Quoted text:

# # # #

# NDSU Back Roehl leading in voting for Player of the Week



## R y a n (Apr 4, 2005)

*Roehl up for USA Today award*
The Forum
Published Monday, October 22, 2007

North Dakota State University Bison running back Tyler Roehl is leading by a wide margin in voting for USA Today's college football Player of the Week.

Roehl, of West Fargo, broke NDSU's rushing record by racking up 263 yards in the Bison's 27-21 Saturday win over the Minnesota Gophers.

In the USA Today voting, Roehl, a Football Championship Subdivision (formerly Division I-AA) player, is up against four other Football Bowl Subdivision (formerly Division I-A) football players.

The poll is posted Sunday night and closes at noon Tuesday. Voters' choices make up one-third of the award, with another third each being decided by USA Today College Football Editor Erick Smith and Gannett Co. columnist Mike Lopresti.

To vote, go to:

*
http://www.usatoday.com/sports/college/football/2007-10-21-player-of-the-week_N.htm
*

Ryan


----------



## hunt4P&amp;Y (Sep 23, 2004)

I did my part.

I really hope he gets it!


----------



## bandman (Feb 13, 2006)

He's running away with the fan vote! :beer: 
I didn't expect that after looking at the guy's stats above him.


----------



## DeltaBoy (Mar 4, 2004)

He has my vote!


----------



## R y a n (Apr 4, 2005)

It will be interesting to see if the national "authorities" give him as much respect as the fans will...

seeing as how this poll only accounts for 1/3 of the total vote, and they give 2 "experts" 2/3 all to themselves...

Ryan


----------



## djleye (Nov 14, 2002)

I recieved this e-mail about 5 or 6 times today!!!!!


----------



## njsimonson (Sep 24, 2002)

*I VOTED FOR TIM TEBOW!!!!*

:wink:


----------



## johnsona (Dec 4, 2003)

Hey, nj, nobody questioned your fanhood. :lol:

Tebow always plays well, but I think that receiver from LSU that came up with the last second TD catch (and many others throughout the game) deserves a few more votes than he's gotten so far.

That said, Roehl was ridiculous. He reminded me of Jamal Lewis. He's extremely powerful, always keeps his legs moving, and is deceivingly fast. I don't think U of M's D was that bad, I think Roehl was just THAT GOOD. He got my vote.

Now we'll have to see if the "experts" give the time of day to a kid from I-AA, or if they go with the big schools.


----------



## 870 XPRS (Mar 12, 2003)

W


----------



## njsimonson (Sep 24, 2002)

# # # #

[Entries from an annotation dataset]

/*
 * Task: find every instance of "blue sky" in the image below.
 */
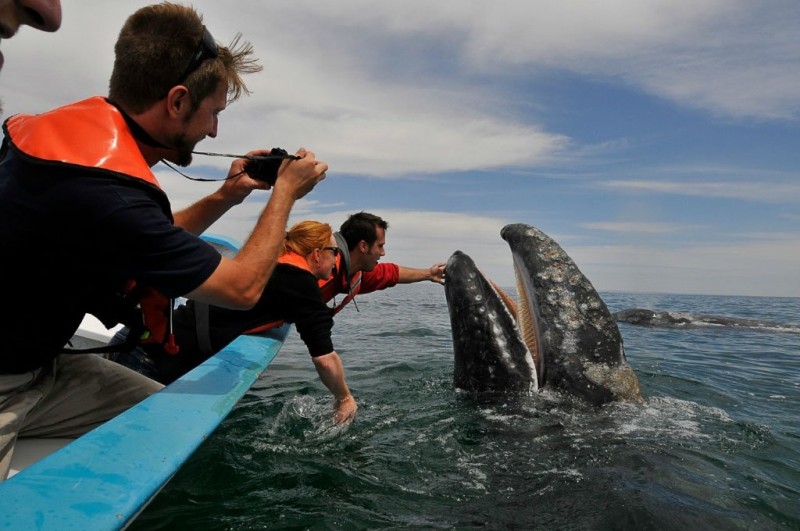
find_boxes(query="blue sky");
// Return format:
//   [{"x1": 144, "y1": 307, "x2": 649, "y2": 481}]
[{"x1": 0, "y1": 0, "x2": 800, "y2": 297}]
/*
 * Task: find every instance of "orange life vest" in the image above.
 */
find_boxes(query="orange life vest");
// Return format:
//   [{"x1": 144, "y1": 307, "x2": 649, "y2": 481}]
[
  {"x1": 239, "y1": 252, "x2": 314, "y2": 334},
  {"x1": 3, "y1": 96, "x2": 177, "y2": 352},
  {"x1": 4, "y1": 96, "x2": 163, "y2": 193}
]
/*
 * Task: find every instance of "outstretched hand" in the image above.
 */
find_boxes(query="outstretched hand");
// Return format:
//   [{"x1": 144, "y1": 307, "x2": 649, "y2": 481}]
[{"x1": 430, "y1": 263, "x2": 445, "y2": 284}]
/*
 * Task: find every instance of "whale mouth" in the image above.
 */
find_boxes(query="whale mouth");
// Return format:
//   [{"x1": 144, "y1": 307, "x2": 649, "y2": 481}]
[
  {"x1": 445, "y1": 251, "x2": 539, "y2": 394},
  {"x1": 510, "y1": 257, "x2": 546, "y2": 388}
]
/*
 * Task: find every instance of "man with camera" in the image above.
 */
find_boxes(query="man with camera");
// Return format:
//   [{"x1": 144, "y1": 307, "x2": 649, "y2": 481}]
[{"x1": 0, "y1": 2, "x2": 327, "y2": 480}]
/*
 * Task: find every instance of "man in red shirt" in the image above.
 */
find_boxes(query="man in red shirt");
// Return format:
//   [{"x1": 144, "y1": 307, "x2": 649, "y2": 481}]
[{"x1": 320, "y1": 212, "x2": 444, "y2": 313}]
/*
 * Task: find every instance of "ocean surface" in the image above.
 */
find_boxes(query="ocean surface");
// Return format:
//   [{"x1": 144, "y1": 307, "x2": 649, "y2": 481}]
[{"x1": 131, "y1": 283, "x2": 800, "y2": 531}]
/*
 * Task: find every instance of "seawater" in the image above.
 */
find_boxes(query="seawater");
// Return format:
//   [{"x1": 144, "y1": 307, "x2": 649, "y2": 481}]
[{"x1": 131, "y1": 284, "x2": 800, "y2": 531}]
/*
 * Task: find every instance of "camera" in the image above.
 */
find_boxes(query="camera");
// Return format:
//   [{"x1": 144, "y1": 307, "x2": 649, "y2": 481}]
[{"x1": 244, "y1": 148, "x2": 299, "y2": 186}]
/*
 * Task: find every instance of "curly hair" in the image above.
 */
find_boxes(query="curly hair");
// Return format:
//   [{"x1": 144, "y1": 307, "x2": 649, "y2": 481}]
[
  {"x1": 108, "y1": 2, "x2": 261, "y2": 113},
  {"x1": 283, "y1": 221, "x2": 333, "y2": 256}
]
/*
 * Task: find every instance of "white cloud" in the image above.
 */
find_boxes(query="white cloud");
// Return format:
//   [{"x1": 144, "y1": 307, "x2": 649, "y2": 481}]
[
  {"x1": 580, "y1": 221, "x2": 696, "y2": 234},
  {"x1": 599, "y1": 180, "x2": 800, "y2": 203}
]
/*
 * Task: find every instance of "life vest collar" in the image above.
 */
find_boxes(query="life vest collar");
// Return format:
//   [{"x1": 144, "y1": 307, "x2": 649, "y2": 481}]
[{"x1": 3, "y1": 96, "x2": 161, "y2": 190}]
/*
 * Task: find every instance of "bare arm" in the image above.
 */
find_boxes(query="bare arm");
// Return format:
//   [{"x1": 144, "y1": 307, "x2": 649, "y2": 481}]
[
  {"x1": 312, "y1": 351, "x2": 358, "y2": 425},
  {"x1": 397, "y1": 264, "x2": 444, "y2": 284},
  {"x1": 184, "y1": 150, "x2": 328, "y2": 310}
]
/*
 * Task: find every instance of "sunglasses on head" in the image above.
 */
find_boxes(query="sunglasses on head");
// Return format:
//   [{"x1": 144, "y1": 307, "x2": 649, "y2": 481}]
[{"x1": 178, "y1": 26, "x2": 219, "y2": 83}]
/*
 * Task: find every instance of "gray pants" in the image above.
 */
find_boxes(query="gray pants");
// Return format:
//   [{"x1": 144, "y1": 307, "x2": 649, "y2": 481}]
[{"x1": 0, "y1": 354, "x2": 163, "y2": 481}]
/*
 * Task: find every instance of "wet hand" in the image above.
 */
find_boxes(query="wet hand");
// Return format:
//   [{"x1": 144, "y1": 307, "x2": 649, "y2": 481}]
[{"x1": 430, "y1": 263, "x2": 445, "y2": 284}]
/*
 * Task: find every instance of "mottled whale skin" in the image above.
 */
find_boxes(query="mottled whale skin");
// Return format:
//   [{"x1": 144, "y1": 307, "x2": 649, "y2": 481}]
[
  {"x1": 445, "y1": 251, "x2": 538, "y2": 395},
  {"x1": 613, "y1": 308, "x2": 800, "y2": 332},
  {"x1": 445, "y1": 224, "x2": 643, "y2": 405}
]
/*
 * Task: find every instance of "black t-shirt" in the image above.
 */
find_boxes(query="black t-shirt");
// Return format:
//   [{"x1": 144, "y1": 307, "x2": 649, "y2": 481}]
[
  {"x1": 0, "y1": 153, "x2": 221, "y2": 374},
  {"x1": 144, "y1": 264, "x2": 333, "y2": 383}
]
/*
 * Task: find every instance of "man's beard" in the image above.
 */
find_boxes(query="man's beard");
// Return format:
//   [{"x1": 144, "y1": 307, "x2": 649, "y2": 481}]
[{"x1": 172, "y1": 133, "x2": 194, "y2": 168}]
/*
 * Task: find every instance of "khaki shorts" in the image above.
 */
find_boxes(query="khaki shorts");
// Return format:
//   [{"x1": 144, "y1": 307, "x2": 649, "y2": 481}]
[{"x1": 0, "y1": 354, "x2": 164, "y2": 481}]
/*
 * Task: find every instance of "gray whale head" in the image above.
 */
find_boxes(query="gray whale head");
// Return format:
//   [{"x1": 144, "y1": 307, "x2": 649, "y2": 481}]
[{"x1": 445, "y1": 224, "x2": 642, "y2": 405}]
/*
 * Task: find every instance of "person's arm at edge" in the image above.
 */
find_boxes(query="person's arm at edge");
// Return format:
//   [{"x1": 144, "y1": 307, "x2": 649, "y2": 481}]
[{"x1": 311, "y1": 350, "x2": 358, "y2": 425}]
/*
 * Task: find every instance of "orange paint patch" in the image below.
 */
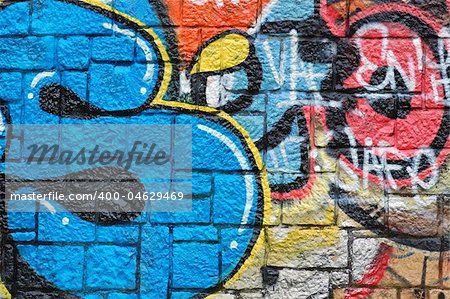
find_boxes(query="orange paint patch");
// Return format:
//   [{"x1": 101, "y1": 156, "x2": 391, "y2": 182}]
[{"x1": 166, "y1": 0, "x2": 270, "y2": 62}]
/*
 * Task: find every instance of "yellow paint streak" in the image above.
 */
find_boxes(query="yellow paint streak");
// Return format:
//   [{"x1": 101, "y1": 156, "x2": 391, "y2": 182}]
[
  {"x1": 0, "y1": 0, "x2": 271, "y2": 298},
  {"x1": 267, "y1": 226, "x2": 341, "y2": 266},
  {"x1": 191, "y1": 33, "x2": 250, "y2": 74}
]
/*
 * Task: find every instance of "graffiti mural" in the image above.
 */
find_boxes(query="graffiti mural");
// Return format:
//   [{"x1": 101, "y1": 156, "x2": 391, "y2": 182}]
[{"x1": 0, "y1": 0, "x2": 450, "y2": 299}]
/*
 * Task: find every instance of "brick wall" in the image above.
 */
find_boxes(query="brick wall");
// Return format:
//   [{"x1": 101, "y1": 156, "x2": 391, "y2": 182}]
[{"x1": 0, "y1": 0, "x2": 450, "y2": 299}]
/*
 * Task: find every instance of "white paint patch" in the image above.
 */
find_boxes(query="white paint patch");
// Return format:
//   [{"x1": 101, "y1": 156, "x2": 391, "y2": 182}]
[
  {"x1": 31, "y1": 72, "x2": 56, "y2": 88},
  {"x1": 39, "y1": 200, "x2": 56, "y2": 214},
  {"x1": 197, "y1": 125, "x2": 254, "y2": 233}
]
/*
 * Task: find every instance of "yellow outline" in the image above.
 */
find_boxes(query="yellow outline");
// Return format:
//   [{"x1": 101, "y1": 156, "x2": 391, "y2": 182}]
[
  {"x1": 0, "y1": 282, "x2": 11, "y2": 299},
  {"x1": 0, "y1": 0, "x2": 271, "y2": 299}
]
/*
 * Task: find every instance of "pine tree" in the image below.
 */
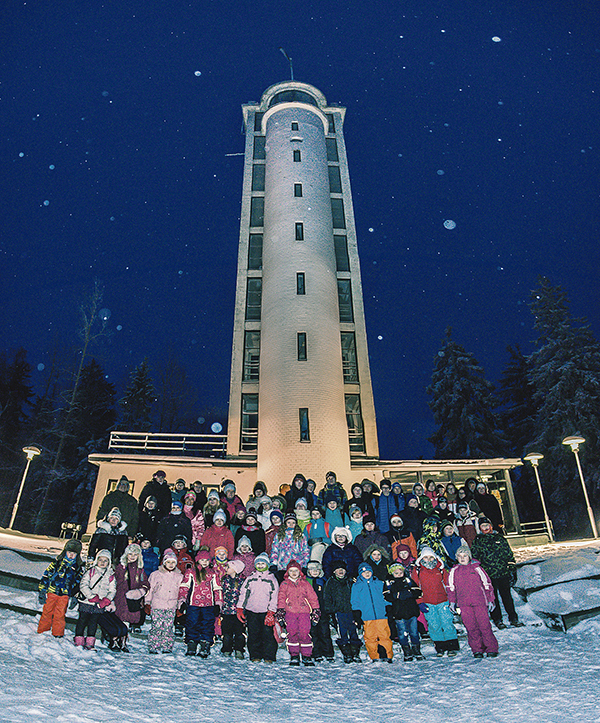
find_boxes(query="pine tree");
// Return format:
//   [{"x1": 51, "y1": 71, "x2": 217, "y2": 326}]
[
  {"x1": 528, "y1": 278, "x2": 600, "y2": 532},
  {"x1": 427, "y1": 329, "x2": 501, "y2": 459},
  {"x1": 119, "y1": 359, "x2": 156, "y2": 432}
]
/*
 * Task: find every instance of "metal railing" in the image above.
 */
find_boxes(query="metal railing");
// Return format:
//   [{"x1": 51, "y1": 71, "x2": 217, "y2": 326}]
[{"x1": 108, "y1": 432, "x2": 227, "y2": 457}]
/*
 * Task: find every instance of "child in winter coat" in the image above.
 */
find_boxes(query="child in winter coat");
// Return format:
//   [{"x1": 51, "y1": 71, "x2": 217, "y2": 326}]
[
  {"x1": 221, "y1": 560, "x2": 246, "y2": 660},
  {"x1": 276, "y1": 560, "x2": 321, "y2": 665},
  {"x1": 38, "y1": 540, "x2": 83, "y2": 638},
  {"x1": 75, "y1": 550, "x2": 117, "y2": 650},
  {"x1": 236, "y1": 552, "x2": 279, "y2": 663},
  {"x1": 412, "y1": 547, "x2": 459, "y2": 658},
  {"x1": 306, "y1": 560, "x2": 334, "y2": 661},
  {"x1": 146, "y1": 548, "x2": 183, "y2": 653},
  {"x1": 383, "y1": 562, "x2": 424, "y2": 660},
  {"x1": 351, "y1": 562, "x2": 394, "y2": 663},
  {"x1": 179, "y1": 550, "x2": 222, "y2": 658},
  {"x1": 323, "y1": 560, "x2": 362, "y2": 663},
  {"x1": 448, "y1": 545, "x2": 498, "y2": 658}
]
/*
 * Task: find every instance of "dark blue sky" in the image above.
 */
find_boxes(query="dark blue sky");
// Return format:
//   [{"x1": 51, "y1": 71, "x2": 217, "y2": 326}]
[{"x1": 0, "y1": 0, "x2": 600, "y2": 458}]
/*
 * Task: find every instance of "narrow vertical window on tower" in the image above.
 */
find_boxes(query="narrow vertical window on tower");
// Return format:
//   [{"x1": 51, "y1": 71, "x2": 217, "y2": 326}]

# # # #

Task instructions:
- a) Pick out every line of the listing that contains the string "tree", copying each one in full. Case counts.
- b) Extend the forum thread about Tyler Roehl and the USA Today Player of the Week vote, picking up right after its final line.

Results by task:
- a)
 * Task: find every instance of "pine tree" in the image below.
find_boxes(query="pine tree");

- b)
> nobody questioned your fanhood


Why....would they have REASON to question my fanhood? (Fight ensues) LOL :lol:

Yeah, it was ridiculous, I haven't seen a running effort like that in quite some time, unless you count AP against the Bears last week. Man do I hate Les Miles and LSU.


----------



## rudabaux (Dec 3, 2004)




----------



## R y a n (Apr 4, 2005)

Roehl wins USA Today honor
The Forum
Published Tuesday, October 23, 2007

North Dakota State running back Tyler Roehl was named USA Today college football Player of the Week today.

Roehl set a school record with 263 yards rushing during the Bison's 27-21 victory over the University of Minnesota.

Other nominees include: Matt Forte, Tulane running back, and Jonathan Stewart, Oregon running back.

Roehl received 68 percent of the fans' votes

http://www.in-forum.com/articles/index. ... ion=sports


----------



## R y a n (Apr 4, 2005)

Roehl runs way to USA TODAY Player of Week 

http://www.usatoday.com/sports/college/football/2007-10-21-player-of-the-week_N.htm

North Dakota State running back Tyler Roehl set a school record with 263 rushing yards in an upset of Minnesota to earn this week's USA TODAY's Player of the Week honor. Roehl, who had 22 carries, also scored one touchdown on a 77-yard run in helping the Bison beat the Golden Gophers 27-21. Roehl won the award with the support of the fan voting and college football editor Erick Smith. Gannett News Service columnist Mike Lopresti sided with Florida quarterback Tim Tebow.










Very cool indeed... Can't believe the other shmuck actually gave a vote to Tebow  oke:


----------



## bandman (Feb 13, 2006)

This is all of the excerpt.